▶ [Task statement] Could you print, exactly as they stand, the lines from the one holding "Where can you spot the shrub?" to the end of the data below, and nothing more?

++++ The data ++++

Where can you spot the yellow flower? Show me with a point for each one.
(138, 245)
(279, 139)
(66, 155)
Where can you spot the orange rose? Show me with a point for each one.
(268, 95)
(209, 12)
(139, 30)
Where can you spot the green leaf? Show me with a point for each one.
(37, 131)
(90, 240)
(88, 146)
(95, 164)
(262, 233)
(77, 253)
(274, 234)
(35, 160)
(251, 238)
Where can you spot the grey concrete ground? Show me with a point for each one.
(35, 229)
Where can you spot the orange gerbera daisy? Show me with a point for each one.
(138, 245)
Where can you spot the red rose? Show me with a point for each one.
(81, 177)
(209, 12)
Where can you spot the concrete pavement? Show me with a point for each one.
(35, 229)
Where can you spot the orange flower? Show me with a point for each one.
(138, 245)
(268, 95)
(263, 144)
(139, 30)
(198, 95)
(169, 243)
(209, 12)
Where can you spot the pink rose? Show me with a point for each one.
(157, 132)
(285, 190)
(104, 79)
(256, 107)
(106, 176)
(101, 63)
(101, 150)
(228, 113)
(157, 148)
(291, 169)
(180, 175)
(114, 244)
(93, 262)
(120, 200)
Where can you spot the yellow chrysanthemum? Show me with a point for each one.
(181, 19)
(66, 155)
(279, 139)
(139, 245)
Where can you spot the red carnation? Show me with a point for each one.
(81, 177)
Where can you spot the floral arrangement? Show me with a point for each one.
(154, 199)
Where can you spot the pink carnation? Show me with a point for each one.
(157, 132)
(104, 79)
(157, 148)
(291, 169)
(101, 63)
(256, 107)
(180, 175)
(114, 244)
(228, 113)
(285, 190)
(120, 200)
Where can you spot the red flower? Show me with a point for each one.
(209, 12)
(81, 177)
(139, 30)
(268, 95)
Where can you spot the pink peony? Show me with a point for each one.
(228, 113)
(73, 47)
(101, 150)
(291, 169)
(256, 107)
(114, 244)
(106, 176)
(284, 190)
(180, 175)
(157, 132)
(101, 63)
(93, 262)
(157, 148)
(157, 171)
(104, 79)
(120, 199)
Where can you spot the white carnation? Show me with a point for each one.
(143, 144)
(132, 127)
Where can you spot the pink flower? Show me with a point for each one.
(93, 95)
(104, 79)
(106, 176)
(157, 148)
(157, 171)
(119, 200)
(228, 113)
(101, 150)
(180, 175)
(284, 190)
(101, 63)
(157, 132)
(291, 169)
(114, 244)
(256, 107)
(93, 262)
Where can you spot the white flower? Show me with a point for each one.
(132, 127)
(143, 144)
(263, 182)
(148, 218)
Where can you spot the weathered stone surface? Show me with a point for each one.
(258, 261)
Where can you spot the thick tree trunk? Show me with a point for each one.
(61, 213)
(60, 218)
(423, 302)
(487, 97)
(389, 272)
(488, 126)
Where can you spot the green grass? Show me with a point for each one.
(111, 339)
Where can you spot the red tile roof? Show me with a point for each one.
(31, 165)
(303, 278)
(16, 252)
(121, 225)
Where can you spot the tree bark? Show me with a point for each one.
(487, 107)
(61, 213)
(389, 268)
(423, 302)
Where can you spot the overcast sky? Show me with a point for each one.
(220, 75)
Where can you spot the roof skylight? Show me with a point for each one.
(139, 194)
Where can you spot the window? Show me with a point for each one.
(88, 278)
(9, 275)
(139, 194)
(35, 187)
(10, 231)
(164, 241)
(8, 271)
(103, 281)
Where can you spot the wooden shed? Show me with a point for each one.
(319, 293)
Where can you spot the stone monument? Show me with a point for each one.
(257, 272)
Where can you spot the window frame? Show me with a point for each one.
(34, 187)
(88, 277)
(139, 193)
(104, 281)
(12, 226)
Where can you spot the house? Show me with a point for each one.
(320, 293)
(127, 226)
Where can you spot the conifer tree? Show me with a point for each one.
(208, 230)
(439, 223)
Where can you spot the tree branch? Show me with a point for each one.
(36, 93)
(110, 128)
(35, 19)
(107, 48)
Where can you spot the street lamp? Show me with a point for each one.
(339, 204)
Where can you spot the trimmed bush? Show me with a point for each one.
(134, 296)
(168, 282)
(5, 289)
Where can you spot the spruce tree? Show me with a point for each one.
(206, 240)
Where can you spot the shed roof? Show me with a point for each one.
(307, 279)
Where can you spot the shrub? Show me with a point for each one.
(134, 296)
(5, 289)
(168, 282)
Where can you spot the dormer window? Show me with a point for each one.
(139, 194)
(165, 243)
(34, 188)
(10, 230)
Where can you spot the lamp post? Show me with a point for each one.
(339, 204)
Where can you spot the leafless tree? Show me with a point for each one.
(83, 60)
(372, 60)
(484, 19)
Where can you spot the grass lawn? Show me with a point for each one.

++++

▶ [Expected answer]
Where can you spot the shrub? Show me with a point for each one.
(134, 296)
(5, 289)
(168, 282)
Where can you spot the dormer window? Show me with a point for each one.
(139, 194)
(165, 243)
(34, 188)
(10, 230)
Where can you spot the lamp post? Show me with a point for each one.
(339, 204)
Where can you spot the leafless tree? Show me with a point for each one.
(83, 60)
(372, 60)
(484, 19)
Where can you spot the grass lawn? Show me with a point for each one.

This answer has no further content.